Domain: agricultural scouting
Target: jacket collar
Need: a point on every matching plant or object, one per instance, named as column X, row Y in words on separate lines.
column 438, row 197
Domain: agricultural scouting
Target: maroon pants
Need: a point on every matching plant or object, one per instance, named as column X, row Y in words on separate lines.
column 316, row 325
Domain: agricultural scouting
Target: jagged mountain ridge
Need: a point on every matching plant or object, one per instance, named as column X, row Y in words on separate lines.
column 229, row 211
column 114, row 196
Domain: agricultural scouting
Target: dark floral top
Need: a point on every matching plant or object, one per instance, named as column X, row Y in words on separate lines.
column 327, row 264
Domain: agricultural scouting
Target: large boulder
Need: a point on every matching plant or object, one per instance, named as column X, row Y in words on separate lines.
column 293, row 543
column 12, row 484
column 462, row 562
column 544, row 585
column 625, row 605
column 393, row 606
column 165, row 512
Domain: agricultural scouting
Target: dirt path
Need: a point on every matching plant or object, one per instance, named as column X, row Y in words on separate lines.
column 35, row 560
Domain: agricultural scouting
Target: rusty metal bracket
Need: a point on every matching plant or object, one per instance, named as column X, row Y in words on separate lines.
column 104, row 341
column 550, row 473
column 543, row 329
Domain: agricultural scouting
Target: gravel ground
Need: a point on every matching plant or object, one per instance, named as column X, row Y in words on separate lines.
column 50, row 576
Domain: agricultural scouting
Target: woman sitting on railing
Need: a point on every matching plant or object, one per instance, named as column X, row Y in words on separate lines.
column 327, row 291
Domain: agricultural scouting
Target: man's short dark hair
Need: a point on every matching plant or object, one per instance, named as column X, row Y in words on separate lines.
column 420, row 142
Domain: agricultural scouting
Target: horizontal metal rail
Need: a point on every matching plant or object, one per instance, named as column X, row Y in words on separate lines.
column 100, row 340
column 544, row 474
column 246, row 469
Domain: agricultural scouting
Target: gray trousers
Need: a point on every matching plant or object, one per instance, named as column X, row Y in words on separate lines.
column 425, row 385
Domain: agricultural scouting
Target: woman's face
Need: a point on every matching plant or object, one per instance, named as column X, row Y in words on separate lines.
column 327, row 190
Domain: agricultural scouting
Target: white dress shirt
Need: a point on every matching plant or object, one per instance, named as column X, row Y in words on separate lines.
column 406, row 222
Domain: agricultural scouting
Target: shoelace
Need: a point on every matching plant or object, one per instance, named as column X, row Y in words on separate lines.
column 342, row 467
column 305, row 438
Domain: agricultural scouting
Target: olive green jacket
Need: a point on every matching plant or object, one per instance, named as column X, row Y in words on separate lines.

Work item » Retype all of the records above without a single alteration.

Solution to the problem »
Domain: agricultural scouting
Target: jacket collar
Need: a point on every matching plant or object, one per instance, named as column X, row Y in words on separate lines.
column 438, row 197
Domain: agricultural scouting
Target: maroon pants
Need: a point on every matching plant or object, one per instance, named as column X, row Y in words on separate lines.
column 316, row 325
Domain: agricultural scouting
Target: jagged mountain ridge
Need: a point on every matching plant or object, one per instance, named as column X, row Y in words on separate lines.
column 229, row 211
column 114, row 196
Domain: agricultural scouting
Target: dark floral top
Need: a point on every matching plant or object, one per instance, named as column X, row Y in words on separate lines.
column 327, row 264
Domain: agricultural scouting
Target: large boulder
Need: a point on every matching plant or object, one per instance, named as column X, row Y in words on separate lines.
column 293, row 543
column 12, row 484
column 462, row 562
column 544, row 585
column 625, row 605
column 393, row 606
column 165, row 512
Domain: agricultural scouting
Target: dirt path
Need: a point on every matching plant or object, one per instance, named as column X, row Y in words on separate lines.
column 35, row 560
Domain: agricultural scouting
Target: rusty metal bracket
Need: a point on every matching plant or object, one per instance, named as column X, row Y in words on separate lines.
column 104, row 341
column 550, row 473
column 543, row 329
Domain: agricultural scouting
Target: gravel ground
Need: a point on every matching plant or object, one per instance, named as column X, row Y in words on separate lines.
column 50, row 576
Domain: agricultural scouting
Target: woman sitting on railing
Need: a point on every matching plant or object, one per instance, named as column X, row Y in words on separate lines.
column 327, row 291
Domain: agricultural scouting
Target: man's short dark hair
Need: a point on every matching plant or object, one per instance, named as column X, row Y in words on separate lines.
column 420, row 142
Domain: agricultural scouting
Target: horizontal metal rail
Need: a point on every matching plant or object, one per instance, named as column X, row Y in words on separate lines.
column 100, row 340
column 544, row 474
column 246, row 469
Domain: agricultural scouting
Target: gray trousers
Need: a point on every matching plant or object, one per instance, named as column X, row Y in words on separate lines.
column 425, row 385
Domain: agricultural scouting
Target: woman's face
Need: a point on every matching plant or object, one per instance, named as column X, row Y in words on separate lines.
column 327, row 190
Domain: agricultural scouting
Target: white dress shirt
Need: a point on every matching plant or object, one per instance, named as column X, row Y in words on separate lines.
column 406, row 222
Domain: agricultural scouting
Target: shoelace
Need: a point on every matching plant or object, one per instance, named as column X, row Y in words on separate lines.
column 342, row 467
column 305, row 438
Domain: agricultural scouting
Target: olive green jacket
Need: a point on every matching plant or object, one per instance, named as column X, row Y in words on separate lines.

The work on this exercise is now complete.